### ACTION ITEM
Hunt through the entries for the word "point" and copy each line in which it appears.
--- DATASET ENTRIES ---
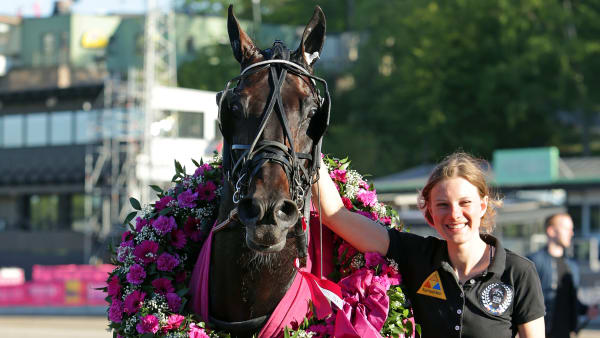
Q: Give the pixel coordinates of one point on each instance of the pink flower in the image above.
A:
(338, 175)
(163, 202)
(202, 169)
(346, 252)
(163, 286)
(206, 192)
(127, 235)
(347, 203)
(114, 287)
(164, 224)
(133, 301)
(174, 301)
(148, 324)
(367, 214)
(166, 262)
(140, 223)
(192, 229)
(373, 259)
(115, 311)
(187, 199)
(366, 197)
(178, 239)
(136, 274)
(174, 322)
(146, 251)
(366, 297)
(197, 332)
(392, 274)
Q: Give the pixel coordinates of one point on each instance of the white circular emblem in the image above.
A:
(496, 298)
---
### SOLVED PROBLEM
Q: Give the pixel coordinates of one point on each instance of the pink flower in the image above.
Q: Give the pixel coordinates of one point on each instance of the white circular emblem in the image above.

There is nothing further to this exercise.